• [TESTO DI PARTENZA]:

--------

Tradotto in soldoni, chi ha uno stipendio di 1.400 euro netti mensili può contare su 900 euro netti circa di cassa integrazione; per chi ha uno stipendio più elevato, la differenza è ancora maggiore (1.800 euro netti di stipendio diventano circa 960 di cassa integrazione). Sono solo esempi, dato che gli importi netti effettivi risentono delle situazioni personali (detrazioni per carichi di famiglia, spettanza o meno del bonus degli 80 euro, assegni familiari); mediamente le perdite sul “netto” si attestano intorno al 40%, con punte fino al 50% per gli stipendi più elevati. Va considerato inoltre il fatto che i lavoratori in cassa integrazione a zero ore si vedranno decurtare la tredicesima (e la quattordicesima, per chi la percepisce) di tanti dodicesimi quanti sono i mesi di durata dell’ammortizzatore: nella stessa proporzione saranno persi anche giorni di ferie e ore di permesso.

--------

• [MATERIALE PRESENTATO]:

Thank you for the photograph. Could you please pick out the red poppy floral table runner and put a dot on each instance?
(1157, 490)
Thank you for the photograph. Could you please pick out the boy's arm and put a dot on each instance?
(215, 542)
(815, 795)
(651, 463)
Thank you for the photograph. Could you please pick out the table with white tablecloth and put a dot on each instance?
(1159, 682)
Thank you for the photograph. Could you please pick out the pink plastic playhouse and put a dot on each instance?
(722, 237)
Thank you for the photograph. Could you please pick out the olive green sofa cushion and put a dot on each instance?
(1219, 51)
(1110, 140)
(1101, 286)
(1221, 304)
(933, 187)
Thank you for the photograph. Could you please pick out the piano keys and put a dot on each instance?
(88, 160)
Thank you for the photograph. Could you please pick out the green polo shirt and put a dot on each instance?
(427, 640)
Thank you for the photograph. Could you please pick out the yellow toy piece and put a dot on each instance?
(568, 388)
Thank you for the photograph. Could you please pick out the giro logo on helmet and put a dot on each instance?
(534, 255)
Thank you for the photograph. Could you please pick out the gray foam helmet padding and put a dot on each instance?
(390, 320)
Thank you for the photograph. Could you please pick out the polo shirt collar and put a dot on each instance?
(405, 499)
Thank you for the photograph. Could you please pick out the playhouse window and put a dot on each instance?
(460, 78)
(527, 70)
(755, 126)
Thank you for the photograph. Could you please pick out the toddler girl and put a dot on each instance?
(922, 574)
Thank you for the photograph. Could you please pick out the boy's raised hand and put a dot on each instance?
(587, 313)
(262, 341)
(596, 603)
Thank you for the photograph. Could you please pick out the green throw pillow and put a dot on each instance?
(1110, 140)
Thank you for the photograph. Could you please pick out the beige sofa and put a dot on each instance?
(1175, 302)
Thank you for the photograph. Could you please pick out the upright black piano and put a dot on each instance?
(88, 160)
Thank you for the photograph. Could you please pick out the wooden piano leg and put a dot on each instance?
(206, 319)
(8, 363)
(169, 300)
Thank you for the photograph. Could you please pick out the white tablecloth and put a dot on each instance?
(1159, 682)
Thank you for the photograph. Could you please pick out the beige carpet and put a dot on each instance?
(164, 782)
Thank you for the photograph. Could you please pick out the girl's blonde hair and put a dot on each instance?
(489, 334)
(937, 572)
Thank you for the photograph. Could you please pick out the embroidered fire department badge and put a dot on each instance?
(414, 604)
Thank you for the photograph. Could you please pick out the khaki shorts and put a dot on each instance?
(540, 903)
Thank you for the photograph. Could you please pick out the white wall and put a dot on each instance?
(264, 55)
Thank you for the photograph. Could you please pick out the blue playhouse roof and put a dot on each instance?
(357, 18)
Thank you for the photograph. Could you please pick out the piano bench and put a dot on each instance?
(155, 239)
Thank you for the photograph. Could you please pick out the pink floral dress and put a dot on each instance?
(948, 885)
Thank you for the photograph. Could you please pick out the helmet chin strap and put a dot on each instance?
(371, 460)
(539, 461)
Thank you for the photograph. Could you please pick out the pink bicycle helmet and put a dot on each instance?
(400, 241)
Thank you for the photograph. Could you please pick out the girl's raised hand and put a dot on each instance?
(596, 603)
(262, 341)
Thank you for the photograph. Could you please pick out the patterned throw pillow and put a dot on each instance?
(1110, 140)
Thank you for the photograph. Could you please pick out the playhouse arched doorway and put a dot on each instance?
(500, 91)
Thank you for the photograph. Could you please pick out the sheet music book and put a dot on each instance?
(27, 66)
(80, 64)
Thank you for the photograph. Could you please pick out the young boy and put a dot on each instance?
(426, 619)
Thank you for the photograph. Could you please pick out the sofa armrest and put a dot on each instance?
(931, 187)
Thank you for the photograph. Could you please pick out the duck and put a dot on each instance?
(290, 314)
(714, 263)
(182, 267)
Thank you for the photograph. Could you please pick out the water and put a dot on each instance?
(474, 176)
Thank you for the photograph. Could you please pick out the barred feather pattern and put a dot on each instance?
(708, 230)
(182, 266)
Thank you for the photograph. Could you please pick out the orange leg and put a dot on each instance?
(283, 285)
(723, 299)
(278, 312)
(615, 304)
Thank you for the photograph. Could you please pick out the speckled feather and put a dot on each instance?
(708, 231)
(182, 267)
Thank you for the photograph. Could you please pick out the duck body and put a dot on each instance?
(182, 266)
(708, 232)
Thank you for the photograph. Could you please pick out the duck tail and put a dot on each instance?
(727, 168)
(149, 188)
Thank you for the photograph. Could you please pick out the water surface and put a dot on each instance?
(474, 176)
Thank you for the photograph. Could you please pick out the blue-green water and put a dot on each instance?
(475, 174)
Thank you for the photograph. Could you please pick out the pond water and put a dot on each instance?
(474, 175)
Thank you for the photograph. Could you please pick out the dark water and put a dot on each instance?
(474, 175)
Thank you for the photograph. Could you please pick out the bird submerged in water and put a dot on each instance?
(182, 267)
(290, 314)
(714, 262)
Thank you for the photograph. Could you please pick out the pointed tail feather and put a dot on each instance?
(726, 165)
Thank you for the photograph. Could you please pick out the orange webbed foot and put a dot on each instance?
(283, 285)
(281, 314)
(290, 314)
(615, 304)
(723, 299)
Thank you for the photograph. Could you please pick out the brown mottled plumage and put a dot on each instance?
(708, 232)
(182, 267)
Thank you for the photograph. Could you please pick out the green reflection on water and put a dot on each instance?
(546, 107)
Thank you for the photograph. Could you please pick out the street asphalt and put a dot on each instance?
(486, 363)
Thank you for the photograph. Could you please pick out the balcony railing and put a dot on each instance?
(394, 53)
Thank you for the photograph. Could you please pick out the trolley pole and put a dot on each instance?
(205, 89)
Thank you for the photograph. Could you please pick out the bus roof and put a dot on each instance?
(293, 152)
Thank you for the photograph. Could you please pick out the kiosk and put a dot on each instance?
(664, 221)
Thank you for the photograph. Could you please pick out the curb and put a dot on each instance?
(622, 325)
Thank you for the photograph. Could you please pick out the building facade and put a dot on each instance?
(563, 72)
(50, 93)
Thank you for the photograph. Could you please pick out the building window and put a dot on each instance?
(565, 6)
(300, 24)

--------

• [CONSEGNE]:
**1)** Nel testo sulla cassa integrazione, intorno a quale percentuale si attestano in media le perdite sul netto?
**2)** Trascrivi parola per parola il testo sulla cassa integrazione da "Tradotto in soldoni, chi" a "ore di permesso.", estremi compresi.

• [SOLUZIONI]:
**1)** Intorno al 40%, con punte fino al 50% per gli stipendi più elevati.

**2)**
Tradotto in soldoni, chi ha uno stipendio di 1.400 euro netti mensili può contare su 900 euro netti circa di cassa integrazione; per chi ha uno stipendio più elevato, la differenza è ancora maggiore (1.800 euro netti di stipendio diventano circa 960 di cassa integrazione). Sono solo esempi, dato che gli importi netti effettivi risentono delle situazioni personali (detrazioni per carichi di famiglia, spettanza o meno del bonus degli 80 euro, assegni familiari); mediamente le perdite sul “netto” si attestano intorno al 40%, con punte fino al 50% per gli stipendi più elevati. Va considerato inoltre il fatto che i lavoratori in cassa integrazione a zero ore si vedranno decurtare la tredicesima (e la quattordicesima, per chi la percepisce) di tanti dodicesimi quanti sono i mesi di durata dell’ammortizzatore: nella stessa proporzione saranno persi anche giorni di ferie e ore di permesso.